[START Extracted material]

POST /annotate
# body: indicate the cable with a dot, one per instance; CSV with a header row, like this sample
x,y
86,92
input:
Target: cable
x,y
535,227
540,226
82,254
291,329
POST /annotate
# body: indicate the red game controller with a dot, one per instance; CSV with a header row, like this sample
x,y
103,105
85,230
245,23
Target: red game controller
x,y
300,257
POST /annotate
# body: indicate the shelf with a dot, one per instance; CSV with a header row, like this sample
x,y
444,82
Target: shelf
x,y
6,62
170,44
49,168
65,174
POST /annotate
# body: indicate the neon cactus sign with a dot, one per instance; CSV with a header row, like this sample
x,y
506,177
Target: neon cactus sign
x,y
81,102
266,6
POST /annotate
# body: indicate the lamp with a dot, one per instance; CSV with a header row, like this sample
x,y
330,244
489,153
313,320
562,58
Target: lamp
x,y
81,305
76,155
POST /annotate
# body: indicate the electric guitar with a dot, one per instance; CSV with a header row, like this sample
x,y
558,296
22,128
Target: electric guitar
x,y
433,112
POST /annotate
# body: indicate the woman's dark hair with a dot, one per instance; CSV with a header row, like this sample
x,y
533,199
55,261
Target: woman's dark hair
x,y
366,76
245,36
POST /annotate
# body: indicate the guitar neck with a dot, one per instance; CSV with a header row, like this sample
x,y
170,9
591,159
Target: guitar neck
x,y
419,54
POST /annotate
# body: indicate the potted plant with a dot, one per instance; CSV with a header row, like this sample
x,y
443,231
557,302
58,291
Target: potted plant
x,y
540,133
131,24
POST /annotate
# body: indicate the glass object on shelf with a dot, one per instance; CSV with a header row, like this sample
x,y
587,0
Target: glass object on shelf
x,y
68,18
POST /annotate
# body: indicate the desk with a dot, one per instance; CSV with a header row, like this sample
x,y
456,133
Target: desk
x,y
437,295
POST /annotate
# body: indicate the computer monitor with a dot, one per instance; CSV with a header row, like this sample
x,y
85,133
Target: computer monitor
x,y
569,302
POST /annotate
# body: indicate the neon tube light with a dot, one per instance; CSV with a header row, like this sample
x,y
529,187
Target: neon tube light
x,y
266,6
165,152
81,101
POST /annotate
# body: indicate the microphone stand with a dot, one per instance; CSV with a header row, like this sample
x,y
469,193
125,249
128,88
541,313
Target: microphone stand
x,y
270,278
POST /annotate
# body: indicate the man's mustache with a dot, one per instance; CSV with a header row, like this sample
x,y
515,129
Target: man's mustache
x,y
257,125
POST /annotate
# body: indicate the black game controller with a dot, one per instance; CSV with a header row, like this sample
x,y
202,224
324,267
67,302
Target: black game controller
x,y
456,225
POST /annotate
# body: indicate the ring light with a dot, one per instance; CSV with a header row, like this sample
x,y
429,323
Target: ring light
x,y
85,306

[END Extracted material]

Directive — Write the data out again in full and exactly.

Solution for this task —
POST /annotate
# body: indicate the cable with a dot, one per instance; CSV with a header row, like this sample
x,y
86,92
input:
Target: cable
x,y
535,227
540,226
82,254
291,329
POST /annotate
# body: indicate the red game controller with a dot, one per instance; CSV with a header row, like this sample
x,y
103,105
85,230
245,23
Target: red game controller
x,y
300,257
POST /annotate
# body: indicate the shelf with a dot, one per instance; CSV with a header row, like this sample
x,y
444,82
Target: shelf
x,y
6,62
170,44
49,168
65,174
POST /annotate
# body: indicate the neon cactus sign with a dot, one per instance; CSV with a header row, like this sample
x,y
506,177
Target: neon cactus sign
x,y
81,102
266,6
POST /annotate
# body: indicate the lamp with a dot, one per instance; CSV with a header row, like this sample
x,y
330,244
489,153
313,320
562,58
Target: lamp
x,y
81,305
76,155
POST /annotate
# body: indicate the electric guitar with a dot, one per instance; CSV with a header row, like this sample
x,y
558,296
22,128
Target: electric guitar
x,y
433,112
POST /annotate
# body: indicate the woman's dark hair with a dot, one per instance; CSV with a header row, like this sample
x,y
533,199
55,261
Target: woman's dark hair
x,y
366,76
245,36
POST /annotate
# body: indicate the guitar neck with a dot, one per instance; CSV with a header row, like this sample
x,y
170,9
591,159
Target: guitar neck
x,y
419,54
POST /annotate
# body: indicate the potted plant with a dot, one per instance; CSV with a header row, like this sample
x,y
443,231
557,302
58,291
Target: potted plant
x,y
540,133
131,24
POST /annotate
# body: indicate the glass object on shelf with a dot, one per instance; CSV with a header row, like this sample
x,y
587,0
Target: glass object on shelf
x,y
68,18
POST /annotate
# body: indicate the desk with a dot, one per instance; CSV with a header row, like this sample
x,y
456,133
Target: desk
x,y
437,295
POST /annotate
# body: indicate the computer monitor with a dot, one per instance; CSV with a header row, like this sample
x,y
85,133
Target: computer monitor
x,y
569,302
POST /annotate
# body: indicate the neon tube light with a dot, one per instance; CSV with a header row, like this sample
x,y
529,187
Target: neon tube light
x,y
266,6
165,152
81,101
POST /annotate
# body: indicate the microphone stand with a dot, one per instance; CSV with a header row, like this sample
x,y
469,193
125,249
128,88
541,313
Target: microphone stand
x,y
270,278
POST /annotate
# body: indicate the man's mustache with a dot, one per instance; CSV with a header row, like this sample
x,y
515,129
Target: man's mustache
x,y
257,125
POST /annotate
# body: indicate the black game controller with a dot, one per instance; CSV with a header row, like this sample
x,y
202,224
324,267
67,302
Target: black game controller
x,y
456,225
POST /annotate
# body: indicate the ring light with a dot, one per instance; CSV with a header row, like this sample
x,y
429,323
Target: ring light
x,y
85,306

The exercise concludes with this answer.